◆ **PROBLEM REQUIREMENTS**
Extract the stretch from "Lungtok Gyatso, shortened" through "years of age." word for word from the text on the ninth Dalai Lama.

◆ **TEXT PROVIDED**
Lungtok Gyatso, shortened from Lobzang Tenpai Wangchuk Lungtok Gyatso (also spelled Lungtog Gyatso and Luntok Gyatso; 1 December 18056 March 1815), was the 9th Dalai Lama of Tibet. He was the only Dalai Lama to die in childhood and was first of a string of four Dalai Lamas to die before reaching 22 years of age.

Early life 
Under auspicious signs, Lungtok Gyatso was born near the monastery of Dan Chokhor (or Denchokor), on 1 December 1805. Many sources render him as an orphan, but others name his parents as Tendzin Chokyong and Dondrub Dolma. A contestant to be the next Dalai Lama since early infancy, the boy was brought to Gungtang monastery near Lhasa, where he was examined by Tibetan officials, including the Qing representatives, the ambans. He was the favored choice of the Eighth Dalai Lama's attendants. He was ultimately identified by the Seventh Panchen Lama, Gedun Choekyi Nyima, who, in 1808, performed the tonsure ceremony and gave him the name Lobzang Tenpai Wangchuk Lungtok Gyatso.

◆ **DATA**
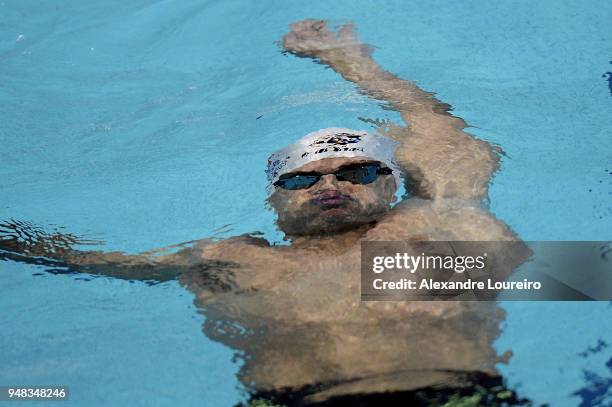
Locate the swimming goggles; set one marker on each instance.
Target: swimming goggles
(355, 173)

◆ **RESPONSE FOR THIS EXERCISE**
Lungtok Gyatso, shortened from Lobzang Tenpai Wangchuk Lungtok Gyatso (also spelled Lungtog Gyatso and Luntok Gyatso; 1 December 18056 March 1815), was the 9th Dalai Lama of Tibet. He was the only Dalai Lama to die in childhood and was first of a string of four Dalai Lamas to die before reaching 22 years of age.